### [TEXTE À LIRE]

--------

Des Beatles encore plus éblouissants

Les Beatles en 1968, année de l’album blanc: on a beau l’avoir réécouté, chaque chanson remixée révèle des secrets.
Photo: Associated Press Les Beatles en 1968, année de l’album blanc: on a beau l’avoir réécouté, chaque chanson remixée révèle des secrets.

Cinq étoiles. Sur cinq, c’est le maximum. Ça en vaut dix, cent sur l’échelle de Richter de l’histoire du rock : ce coffret « super deluxe », qui célèbre les 50 ans de la sortie du disque double intitulé The Beatles (rebaptisé l’album blanc pour l’éternité), n’offre rien de moins que la version exponentielle d’un chef-d’oeuvre. L’éclatement du plus éclaté des univers proposés par le groupe : un big bang en trente titres remixés formidablement par Giles Martin-le-digne-fiston-de-sir-George, avec 50 prises alternatives et jams en studio, plus les 27 démos acoustiques des chansons écrites et composées en totalité ou en partie lors du séjour de méditation en Inde.

Six disques, et un septième en Blu-Ray pour les mixages en tous formats. Avec un livre détaillé à l’extrême, assorti d’une préface signée Paul McCartney. « We, The Beatles… » commence-t-il. Oui, nous. C’est le plus important constat que permet cette plongée en apnée dans les six mois que durèrent les sessions d’enregistrement, de mai à octobre 1968 : contrairement à ce que l’on a beaucoup écrit, l’éclatement musical ne correspond pas à l’éclatement du groupe. Pas encore.

Réécrire l’histoire

Oui, à l’écoute, on doit réévaluer l’idée selon laquelle l’album blanc rassembla des chansons solos disparates où les autres Beatles servaient d’accompagnateurs à l’auteur-compositeur : ça ne tient pas la route quand on entend Paul, George, John et Ringo bâtir les arrangements. Mieux : on les entend s’amuser. Bien sûr qu’il y avait Yoko Ono, toujours là, collée aux basques de Lennon (et réciproquement), bien sûr que les très longues séances usaient les nerfs, causant ce qu’on appellerait aujourd’hui des épuisements professionnels, aux dépens de George Martin (qui dût prendre des « vacances de repos ») et de l’ingénieur Geoff Emerick (lequel se fit porter pâle jusqu’à Abbey Road, l’année d’après).

--------

### [DONNÉES FOURNIES]
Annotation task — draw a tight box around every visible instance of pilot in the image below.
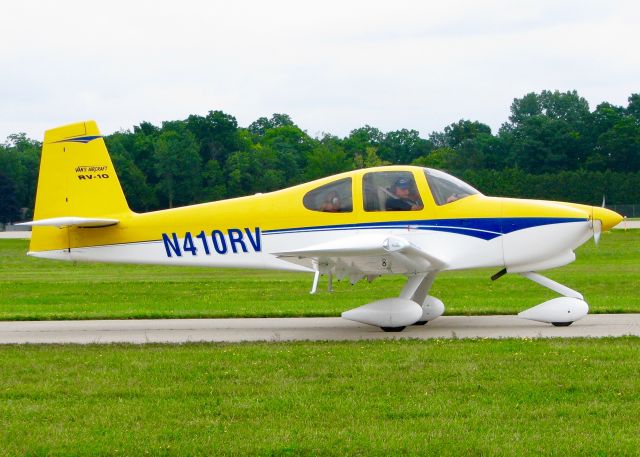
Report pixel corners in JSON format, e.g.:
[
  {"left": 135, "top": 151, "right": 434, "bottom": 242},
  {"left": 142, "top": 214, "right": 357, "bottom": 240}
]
[
  {"left": 386, "top": 178, "right": 422, "bottom": 211},
  {"left": 320, "top": 190, "right": 340, "bottom": 213}
]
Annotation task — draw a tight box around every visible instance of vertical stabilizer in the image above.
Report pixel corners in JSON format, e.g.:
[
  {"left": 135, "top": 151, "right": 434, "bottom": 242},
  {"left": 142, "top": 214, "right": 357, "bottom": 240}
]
[{"left": 30, "top": 121, "right": 131, "bottom": 251}]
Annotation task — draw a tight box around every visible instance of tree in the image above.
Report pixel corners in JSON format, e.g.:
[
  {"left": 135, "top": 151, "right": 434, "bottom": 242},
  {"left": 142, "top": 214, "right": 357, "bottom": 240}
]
[
  {"left": 627, "top": 94, "right": 640, "bottom": 122},
  {"left": 342, "top": 125, "right": 384, "bottom": 158},
  {"left": 248, "top": 113, "right": 295, "bottom": 136},
  {"left": 305, "top": 143, "right": 353, "bottom": 181},
  {"left": 378, "top": 129, "right": 433, "bottom": 164},
  {"left": 154, "top": 126, "right": 202, "bottom": 208},
  {"left": 0, "top": 173, "right": 20, "bottom": 228},
  {"left": 186, "top": 111, "right": 239, "bottom": 164}
]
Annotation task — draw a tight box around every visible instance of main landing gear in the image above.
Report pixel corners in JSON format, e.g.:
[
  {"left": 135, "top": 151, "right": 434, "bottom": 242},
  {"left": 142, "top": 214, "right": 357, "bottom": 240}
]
[
  {"left": 342, "top": 272, "right": 444, "bottom": 332},
  {"left": 518, "top": 272, "right": 589, "bottom": 327}
]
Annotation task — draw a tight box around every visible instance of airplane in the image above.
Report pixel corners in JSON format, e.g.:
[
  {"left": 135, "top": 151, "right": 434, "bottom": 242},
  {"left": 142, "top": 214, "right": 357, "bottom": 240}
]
[{"left": 24, "top": 121, "right": 622, "bottom": 332}]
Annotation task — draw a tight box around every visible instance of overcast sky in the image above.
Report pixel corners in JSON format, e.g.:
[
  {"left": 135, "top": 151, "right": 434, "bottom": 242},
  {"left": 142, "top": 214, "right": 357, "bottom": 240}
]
[{"left": 0, "top": 0, "right": 640, "bottom": 142}]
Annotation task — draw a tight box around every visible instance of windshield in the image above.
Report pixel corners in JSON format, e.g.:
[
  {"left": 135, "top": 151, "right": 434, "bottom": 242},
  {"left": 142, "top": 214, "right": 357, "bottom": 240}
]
[{"left": 424, "top": 168, "right": 480, "bottom": 205}]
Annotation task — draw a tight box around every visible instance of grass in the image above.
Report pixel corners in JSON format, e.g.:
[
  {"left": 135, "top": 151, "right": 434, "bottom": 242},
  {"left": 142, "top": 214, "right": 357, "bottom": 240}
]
[
  {"left": 0, "top": 230, "right": 640, "bottom": 320},
  {"left": 0, "top": 337, "right": 640, "bottom": 456}
]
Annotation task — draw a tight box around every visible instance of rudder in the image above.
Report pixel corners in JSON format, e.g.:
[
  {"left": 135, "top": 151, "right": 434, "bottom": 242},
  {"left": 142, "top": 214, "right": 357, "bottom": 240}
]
[{"left": 30, "top": 121, "right": 131, "bottom": 251}]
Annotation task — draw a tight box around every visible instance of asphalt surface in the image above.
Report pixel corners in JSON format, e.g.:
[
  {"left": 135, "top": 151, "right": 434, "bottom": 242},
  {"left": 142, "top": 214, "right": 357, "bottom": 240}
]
[{"left": 0, "top": 314, "right": 640, "bottom": 344}]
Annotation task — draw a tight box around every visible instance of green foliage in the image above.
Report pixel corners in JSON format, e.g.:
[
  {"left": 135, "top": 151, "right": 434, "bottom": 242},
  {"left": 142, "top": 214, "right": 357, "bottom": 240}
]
[
  {"left": 154, "top": 124, "right": 202, "bottom": 208},
  {"left": 0, "top": 173, "right": 20, "bottom": 225},
  {"left": 0, "top": 91, "right": 640, "bottom": 217}
]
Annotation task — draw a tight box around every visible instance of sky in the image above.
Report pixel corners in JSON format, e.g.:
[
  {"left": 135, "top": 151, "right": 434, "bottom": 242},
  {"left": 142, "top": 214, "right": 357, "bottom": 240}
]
[{"left": 0, "top": 0, "right": 640, "bottom": 143}]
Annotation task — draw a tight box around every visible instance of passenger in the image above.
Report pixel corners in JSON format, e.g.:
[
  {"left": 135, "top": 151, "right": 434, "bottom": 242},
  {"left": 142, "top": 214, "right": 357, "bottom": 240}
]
[
  {"left": 320, "top": 190, "right": 340, "bottom": 213},
  {"left": 386, "top": 178, "right": 423, "bottom": 211}
]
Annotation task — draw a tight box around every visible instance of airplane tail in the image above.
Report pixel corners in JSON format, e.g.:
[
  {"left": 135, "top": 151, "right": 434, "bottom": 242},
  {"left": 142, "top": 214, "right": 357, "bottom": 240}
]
[{"left": 25, "top": 121, "right": 131, "bottom": 252}]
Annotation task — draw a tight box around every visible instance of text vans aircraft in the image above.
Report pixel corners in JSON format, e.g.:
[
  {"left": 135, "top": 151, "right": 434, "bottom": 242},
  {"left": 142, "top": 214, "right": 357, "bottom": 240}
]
[{"left": 18, "top": 121, "right": 622, "bottom": 331}]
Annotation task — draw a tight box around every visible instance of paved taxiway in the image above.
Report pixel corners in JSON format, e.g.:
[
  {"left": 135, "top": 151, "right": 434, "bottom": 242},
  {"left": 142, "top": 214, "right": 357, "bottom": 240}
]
[{"left": 0, "top": 314, "right": 640, "bottom": 344}]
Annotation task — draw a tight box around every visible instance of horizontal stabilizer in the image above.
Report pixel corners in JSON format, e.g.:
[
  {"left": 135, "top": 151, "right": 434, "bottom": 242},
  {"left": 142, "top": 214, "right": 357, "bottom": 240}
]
[{"left": 16, "top": 216, "right": 120, "bottom": 228}]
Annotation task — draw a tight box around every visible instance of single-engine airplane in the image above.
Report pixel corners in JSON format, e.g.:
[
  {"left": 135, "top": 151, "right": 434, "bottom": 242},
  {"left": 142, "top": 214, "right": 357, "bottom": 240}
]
[{"left": 18, "top": 121, "right": 622, "bottom": 331}]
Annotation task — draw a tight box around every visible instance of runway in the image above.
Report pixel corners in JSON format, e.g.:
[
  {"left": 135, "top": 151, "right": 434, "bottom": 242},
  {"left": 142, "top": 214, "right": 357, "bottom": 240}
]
[{"left": 0, "top": 314, "right": 640, "bottom": 344}]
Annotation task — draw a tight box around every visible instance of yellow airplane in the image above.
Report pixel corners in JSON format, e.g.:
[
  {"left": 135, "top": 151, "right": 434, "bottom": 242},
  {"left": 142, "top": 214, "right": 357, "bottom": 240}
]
[{"left": 25, "top": 121, "right": 622, "bottom": 331}]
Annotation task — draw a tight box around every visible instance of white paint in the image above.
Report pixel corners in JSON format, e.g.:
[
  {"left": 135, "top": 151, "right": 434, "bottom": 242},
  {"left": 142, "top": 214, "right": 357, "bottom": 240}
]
[
  {"left": 518, "top": 297, "right": 589, "bottom": 324},
  {"left": 342, "top": 298, "right": 422, "bottom": 327}
]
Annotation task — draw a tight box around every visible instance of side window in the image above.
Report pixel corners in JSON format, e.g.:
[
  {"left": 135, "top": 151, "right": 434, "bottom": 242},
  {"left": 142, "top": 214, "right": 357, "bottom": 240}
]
[
  {"left": 362, "top": 171, "right": 424, "bottom": 211},
  {"left": 424, "top": 168, "right": 480, "bottom": 206},
  {"left": 302, "top": 178, "right": 353, "bottom": 213}
]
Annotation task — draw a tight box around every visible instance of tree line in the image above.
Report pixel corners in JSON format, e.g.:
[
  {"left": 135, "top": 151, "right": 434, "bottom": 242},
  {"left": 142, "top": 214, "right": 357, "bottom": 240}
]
[{"left": 0, "top": 91, "right": 640, "bottom": 222}]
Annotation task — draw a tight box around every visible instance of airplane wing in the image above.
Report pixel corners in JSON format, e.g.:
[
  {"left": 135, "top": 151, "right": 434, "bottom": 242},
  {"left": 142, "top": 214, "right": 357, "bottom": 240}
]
[{"left": 275, "top": 234, "right": 447, "bottom": 283}]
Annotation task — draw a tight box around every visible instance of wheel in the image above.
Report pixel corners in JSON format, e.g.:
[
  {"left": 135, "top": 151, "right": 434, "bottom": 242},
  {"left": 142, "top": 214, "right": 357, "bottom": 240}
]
[
  {"left": 380, "top": 327, "right": 404, "bottom": 332},
  {"left": 552, "top": 321, "right": 573, "bottom": 327}
]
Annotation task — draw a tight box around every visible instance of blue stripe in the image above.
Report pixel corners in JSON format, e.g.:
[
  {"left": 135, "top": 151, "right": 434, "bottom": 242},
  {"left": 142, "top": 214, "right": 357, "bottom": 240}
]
[
  {"left": 56, "top": 135, "right": 102, "bottom": 144},
  {"left": 262, "top": 217, "right": 587, "bottom": 240}
]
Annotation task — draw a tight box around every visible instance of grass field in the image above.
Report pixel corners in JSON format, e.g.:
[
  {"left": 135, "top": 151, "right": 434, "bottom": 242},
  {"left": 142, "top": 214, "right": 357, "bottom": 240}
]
[
  {"left": 0, "top": 230, "right": 640, "bottom": 320},
  {"left": 0, "top": 338, "right": 640, "bottom": 456}
]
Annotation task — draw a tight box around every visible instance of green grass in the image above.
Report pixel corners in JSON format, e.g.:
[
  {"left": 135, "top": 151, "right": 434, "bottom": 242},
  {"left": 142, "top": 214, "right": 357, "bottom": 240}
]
[
  {"left": 0, "top": 338, "right": 640, "bottom": 456},
  {"left": 0, "top": 230, "right": 640, "bottom": 320}
]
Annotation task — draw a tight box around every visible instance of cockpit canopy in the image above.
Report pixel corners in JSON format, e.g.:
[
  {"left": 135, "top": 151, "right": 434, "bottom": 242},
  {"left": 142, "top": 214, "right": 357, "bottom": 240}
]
[{"left": 424, "top": 168, "right": 480, "bottom": 206}]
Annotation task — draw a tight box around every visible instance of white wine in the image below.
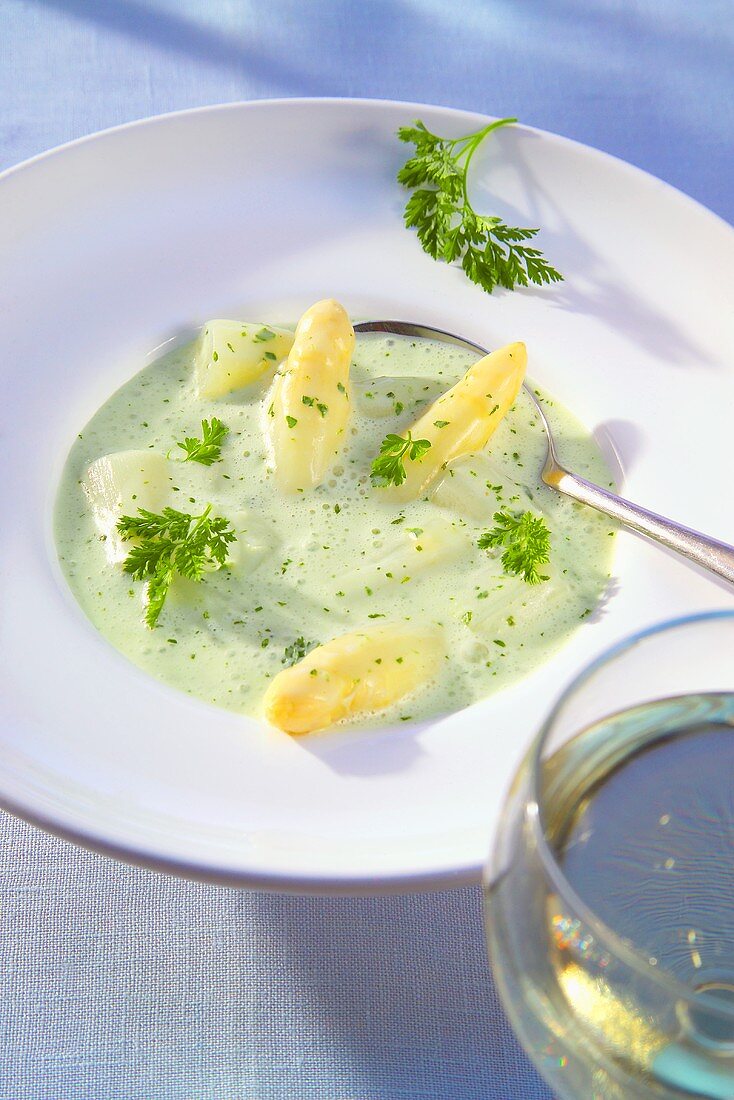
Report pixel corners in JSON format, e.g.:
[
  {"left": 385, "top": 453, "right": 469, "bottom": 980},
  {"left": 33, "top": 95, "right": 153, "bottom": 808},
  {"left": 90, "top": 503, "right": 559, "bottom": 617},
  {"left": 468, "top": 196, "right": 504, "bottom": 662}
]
[{"left": 487, "top": 693, "right": 734, "bottom": 1100}]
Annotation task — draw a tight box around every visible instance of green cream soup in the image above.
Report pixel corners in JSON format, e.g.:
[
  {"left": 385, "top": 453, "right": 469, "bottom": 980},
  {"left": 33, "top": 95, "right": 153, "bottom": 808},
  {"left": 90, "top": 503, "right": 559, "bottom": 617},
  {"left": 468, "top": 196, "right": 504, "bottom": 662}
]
[{"left": 56, "top": 336, "right": 613, "bottom": 724}]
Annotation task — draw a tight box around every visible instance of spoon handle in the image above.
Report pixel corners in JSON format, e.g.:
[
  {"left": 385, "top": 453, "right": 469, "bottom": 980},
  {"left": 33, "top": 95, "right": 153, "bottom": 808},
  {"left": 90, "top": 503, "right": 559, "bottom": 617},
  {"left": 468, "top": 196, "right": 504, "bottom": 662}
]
[{"left": 543, "top": 466, "right": 734, "bottom": 584}]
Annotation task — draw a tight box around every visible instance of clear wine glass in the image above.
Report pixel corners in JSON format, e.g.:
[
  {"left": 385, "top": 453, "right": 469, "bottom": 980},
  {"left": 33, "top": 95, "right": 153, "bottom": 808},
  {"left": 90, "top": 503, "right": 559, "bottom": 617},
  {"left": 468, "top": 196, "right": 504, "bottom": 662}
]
[{"left": 485, "top": 612, "right": 734, "bottom": 1100}]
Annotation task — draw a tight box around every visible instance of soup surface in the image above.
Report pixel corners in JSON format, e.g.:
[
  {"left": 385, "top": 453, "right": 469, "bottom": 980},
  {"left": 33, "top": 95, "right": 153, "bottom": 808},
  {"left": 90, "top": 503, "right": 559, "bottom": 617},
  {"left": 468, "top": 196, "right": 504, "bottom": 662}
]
[{"left": 56, "top": 325, "right": 614, "bottom": 725}]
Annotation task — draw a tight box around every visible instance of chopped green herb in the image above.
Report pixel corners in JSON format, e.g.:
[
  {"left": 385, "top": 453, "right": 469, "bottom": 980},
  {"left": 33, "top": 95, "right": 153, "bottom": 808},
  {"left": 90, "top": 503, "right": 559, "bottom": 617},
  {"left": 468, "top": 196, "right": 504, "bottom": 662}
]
[{"left": 281, "top": 635, "right": 321, "bottom": 675}]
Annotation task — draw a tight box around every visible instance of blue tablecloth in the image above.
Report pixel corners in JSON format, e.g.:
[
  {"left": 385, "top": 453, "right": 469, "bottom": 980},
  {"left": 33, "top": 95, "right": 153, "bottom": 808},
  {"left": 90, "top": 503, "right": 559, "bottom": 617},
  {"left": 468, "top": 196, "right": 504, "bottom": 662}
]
[{"left": 0, "top": 0, "right": 734, "bottom": 1100}]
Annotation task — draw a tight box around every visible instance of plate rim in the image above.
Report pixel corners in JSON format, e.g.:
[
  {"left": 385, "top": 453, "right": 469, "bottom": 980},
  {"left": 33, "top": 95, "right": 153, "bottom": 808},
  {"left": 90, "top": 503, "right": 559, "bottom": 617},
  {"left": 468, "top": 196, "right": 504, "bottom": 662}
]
[{"left": 0, "top": 96, "right": 734, "bottom": 897}]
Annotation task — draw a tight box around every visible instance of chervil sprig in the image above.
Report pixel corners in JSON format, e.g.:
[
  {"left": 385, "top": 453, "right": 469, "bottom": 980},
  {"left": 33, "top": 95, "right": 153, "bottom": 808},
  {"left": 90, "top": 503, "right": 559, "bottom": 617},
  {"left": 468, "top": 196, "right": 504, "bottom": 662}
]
[
  {"left": 176, "top": 416, "right": 229, "bottom": 466},
  {"left": 117, "top": 504, "right": 237, "bottom": 628},
  {"left": 371, "top": 432, "right": 430, "bottom": 485},
  {"left": 397, "top": 119, "right": 563, "bottom": 294},
  {"left": 476, "top": 508, "right": 550, "bottom": 584}
]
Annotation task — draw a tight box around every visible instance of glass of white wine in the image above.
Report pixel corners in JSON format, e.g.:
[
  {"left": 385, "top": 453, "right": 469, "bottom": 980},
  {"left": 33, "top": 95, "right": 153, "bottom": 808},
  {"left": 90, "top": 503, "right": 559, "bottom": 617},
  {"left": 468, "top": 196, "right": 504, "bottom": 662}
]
[{"left": 485, "top": 612, "right": 734, "bottom": 1100}]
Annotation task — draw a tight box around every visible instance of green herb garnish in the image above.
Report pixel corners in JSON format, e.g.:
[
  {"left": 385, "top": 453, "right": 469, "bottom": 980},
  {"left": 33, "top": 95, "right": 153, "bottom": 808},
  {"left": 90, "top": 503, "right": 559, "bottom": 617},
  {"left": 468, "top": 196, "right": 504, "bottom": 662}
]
[
  {"left": 117, "top": 504, "right": 237, "bottom": 628},
  {"left": 176, "top": 416, "right": 229, "bottom": 466},
  {"left": 281, "top": 635, "right": 321, "bottom": 675},
  {"left": 397, "top": 119, "right": 563, "bottom": 294},
  {"left": 476, "top": 509, "right": 550, "bottom": 584},
  {"left": 371, "top": 432, "right": 430, "bottom": 485}
]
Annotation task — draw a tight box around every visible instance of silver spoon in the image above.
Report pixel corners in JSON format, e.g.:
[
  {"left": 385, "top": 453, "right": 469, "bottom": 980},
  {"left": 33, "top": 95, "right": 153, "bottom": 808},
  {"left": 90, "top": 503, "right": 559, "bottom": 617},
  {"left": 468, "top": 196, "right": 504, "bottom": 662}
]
[{"left": 354, "top": 321, "right": 734, "bottom": 583}]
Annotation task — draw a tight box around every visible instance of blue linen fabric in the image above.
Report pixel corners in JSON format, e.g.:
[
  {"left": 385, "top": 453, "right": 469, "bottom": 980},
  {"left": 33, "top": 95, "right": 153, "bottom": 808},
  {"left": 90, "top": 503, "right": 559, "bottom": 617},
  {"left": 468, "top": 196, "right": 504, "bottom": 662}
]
[{"left": 0, "top": 0, "right": 734, "bottom": 1100}]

--------

### [CONSIGNE]
Reprenez l'article sur le coffret anniversaire de l'album blanc des Beatles juste après sa dernière phrase et rédigez-en la suite.

### [RÉPONSE]
N’empêche, c’est patent : le groupe était un groupe quand venait le temps de définir le son unique de chaque création. Si plusieurs studios du complexe d’EMI étaient utilisés simultanément pour des ajouts, le fait demeure que les pistes de base, pour la plupart, étaient le plus souvent jouées à quatre, bien plus souvent que durant la période psychédélique 1966-1967.

La magique chimie

 

L’énergie avec laquelle les Beatles attaquent les prises de travail des Birthday, Everybody’s Got Something to Hide Except Me and my Monkey, Yer Blues, I’m So Tired et Helter Skelter ne laissent aucun doute : cohésion, concentration, collaboration, c’est presque toujours tous pour un et un pour tous chez nos mousquetaires. À part Revolution 9, disons, et encore : le déconcertant collage de John et Yoko, on en a la preuve en dix extraordinaires minutes, est né de la prise 1 de Revolution. Entendre les Sexy Sadie, I Will, Cry Baby Cry, Long, Long, Long, Glass Onion prendre forme nous fait vivre au présent la magique chimie des quatre brasseurs de potion. On est là, avec eux, plus que jamais auparavant.

C’est fou tout ce qu’on découvre, même quand on est fan fini. Qui savait que les Beatles se sont réchauffés pour Helter Skelter en jouant (frénétiquement) du Elvis ? Ou qu’il existait une version absolument exquise de Goodnight sans les cordes, avec un picking à la Julia et John, Paul et George qui harmonisent divinement autour de Ringo ? Ou qu’à la prise 27 de While my Guitar Gently Weeps, le solo de guitare d’Eric Clapton est encore meilleur ? Ou que Let It Be existait déjà, fut-ce à l’état embryonnaire ? Même le fan fini l’ignorait.

Les Beatles débranchés

 

Celles et ceux qui n’ont jamais entendu les démos acoustiques enregistrés en amont chez George Harrison les chériront comme si les Beatles leur avaient caché un album unplugged (incluant les Circles, Sour Milk Sea et autres titres jamais officiellement gravés par les Beatles), et les familiers du bootleg Unsurpassed Demos disponible depuis 1991 vivront les délices révélés par des bandes d’origine en parfait état de restauration.

Révélation, c’est le mot-clé. On a beau avoir écouté et réécouté l’album blanc à l’endroit et à l’envers depuis 50 ans, chaque chanson remixée révèle des secrets : l’espace élargi, aéré par Giles Martin permet d’entendre des instruments qu’on ne soupçonnait pas, et de la même façon que dans le coffret anniversaire de Sgt. Pepper’s, la basse et la batterie confèrent volume et chaleur à des enregistrements pourtant jusque-là parfaitement satisfaisants. On le répète, on le répétera : ce coffret plus qu’onéreux, c’est un chef-d’oeuvre en mieux.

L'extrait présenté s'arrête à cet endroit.